PROBLEM STATEMENT: Give the entries again, word for word.

[Items listed in a dataset]

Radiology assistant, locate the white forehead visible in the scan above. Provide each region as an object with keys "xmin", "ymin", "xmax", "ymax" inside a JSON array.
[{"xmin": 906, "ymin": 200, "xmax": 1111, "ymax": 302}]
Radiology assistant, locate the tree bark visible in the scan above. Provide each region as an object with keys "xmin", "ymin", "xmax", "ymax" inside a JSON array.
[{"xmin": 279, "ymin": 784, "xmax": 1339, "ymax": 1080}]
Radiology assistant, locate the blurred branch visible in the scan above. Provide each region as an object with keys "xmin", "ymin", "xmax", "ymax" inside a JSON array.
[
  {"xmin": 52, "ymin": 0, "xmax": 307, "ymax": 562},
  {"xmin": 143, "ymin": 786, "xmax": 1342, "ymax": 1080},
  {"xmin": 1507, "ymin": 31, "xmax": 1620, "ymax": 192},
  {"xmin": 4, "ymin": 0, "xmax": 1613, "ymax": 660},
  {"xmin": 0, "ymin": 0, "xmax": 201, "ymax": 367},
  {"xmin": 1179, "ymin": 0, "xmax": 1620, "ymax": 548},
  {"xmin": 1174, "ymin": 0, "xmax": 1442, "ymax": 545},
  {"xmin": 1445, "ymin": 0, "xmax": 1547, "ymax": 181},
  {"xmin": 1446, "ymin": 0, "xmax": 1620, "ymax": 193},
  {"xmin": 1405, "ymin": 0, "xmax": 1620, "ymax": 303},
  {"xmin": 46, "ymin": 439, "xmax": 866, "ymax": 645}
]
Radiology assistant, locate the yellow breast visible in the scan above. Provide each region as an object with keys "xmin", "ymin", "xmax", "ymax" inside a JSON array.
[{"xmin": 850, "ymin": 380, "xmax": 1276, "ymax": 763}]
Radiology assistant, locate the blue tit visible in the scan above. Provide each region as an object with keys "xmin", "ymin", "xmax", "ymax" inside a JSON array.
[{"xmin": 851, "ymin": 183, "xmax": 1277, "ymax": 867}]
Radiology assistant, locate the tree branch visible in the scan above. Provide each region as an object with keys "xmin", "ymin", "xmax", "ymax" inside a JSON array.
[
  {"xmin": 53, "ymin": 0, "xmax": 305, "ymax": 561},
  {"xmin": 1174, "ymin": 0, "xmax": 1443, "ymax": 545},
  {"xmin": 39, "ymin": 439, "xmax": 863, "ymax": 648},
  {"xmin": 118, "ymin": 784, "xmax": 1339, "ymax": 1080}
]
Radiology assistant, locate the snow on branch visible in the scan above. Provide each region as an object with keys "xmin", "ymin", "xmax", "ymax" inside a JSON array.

EXPECTED ANSWER:
Radiology assistant, locate the white forehead visible in the scan above. Provide each region as an object with keys "xmin", "ymin", "xmax", "ymax" inside a JSON array.
[{"xmin": 906, "ymin": 200, "xmax": 1111, "ymax": 302}]
Radiology assistant, locate the tree bark visible in the scan above. Provide each region as an object with keys "xmin", "ymin", "xmax", "ymax" inside a JSON array.
[{"xmin": 279, "ymin": 784, "xmax": 1339, "ymax": 1080}]
Radiology assistant, locate the blurred branch visible in the scan above. Provide each region as an object with keys "xmin", "ymin", "xmax", "ymax" inside a JSON array.
[
  {"xmin": 52, "ymin": 0, "xmax": 307, "ymax": 562},
  {"xmin": 143, "ymin": 786, "xmax": 1342, "ymax": 1080},
  {"xmin": 1507, "ymin": 31, "xmax": 1620, "ymax": 192},
  {"xmin": 4, "ymin": 0, "xmax": 1613, "ymax": 660},
  {"xmin": 0, "ymin": 0, "xmax": 201, "ymax": 367},
  {"xmin": 1179, "ymin": 0, "xmax": 1620, "ymax": 548},
  {"xmin": 1174, "ymin": 0, "xmax": 1442, "ymax": 545},
  {"xmin": 1445, "ymin": 0, "xmax": 1547, "ymax": 181},
  {"xmin": 1446, "ymin": 0, "xmax": 1620, "ymax": 193},
  {"xmin": 1405, "ymin": 0, "xmax": 1620, "ymax": 303},
  {"xmin": 46, "ymin": 439, "xmax": 866, "ymax": 645}
]
Radiology assistant, locate the yellow breast visible in the scan above. Provide each region as an object with keys "xmin", "ymin", "xmax", "ymax" inside a JSON array.
[{"xmin": 850, "ymin": 380, "xmax": 1276, "ymax": 763}]
Radiology assistant, locate the blue tit visible in the scan above. Provide each region as an object with keys "xmin", "ymin", "xmax", "ymax" inside a JSON array.
[{"xmin": 851, "ymin": 183, "xmax": 1277, "ymax": 867}]
Radiology assistant, locate the tree branch visible in the scan above. Provide each region as an object with keys "xmin", "ymin", "xmax", "ymax" inside a JSON array.
[
  {"xmin": 53, "ymin": 0, "xmax": 305, "ymax": 561},
  {"xmin": 1174, "ymin": 0, "xmax": 1443, "ymax": 545},
  {"xmin": 39, "ymin": 439, "xmax": 863, "ymax": 648},
  {"xmin": 118, "ymin": 784, "xmax": 1339, "ymax": 1080}
]
Radiology assistant, locate the snow on branch visible in the scan above. Provide each region as an object with keys "xmin", "ymin", "xmax", "ymax" inside a JSON array.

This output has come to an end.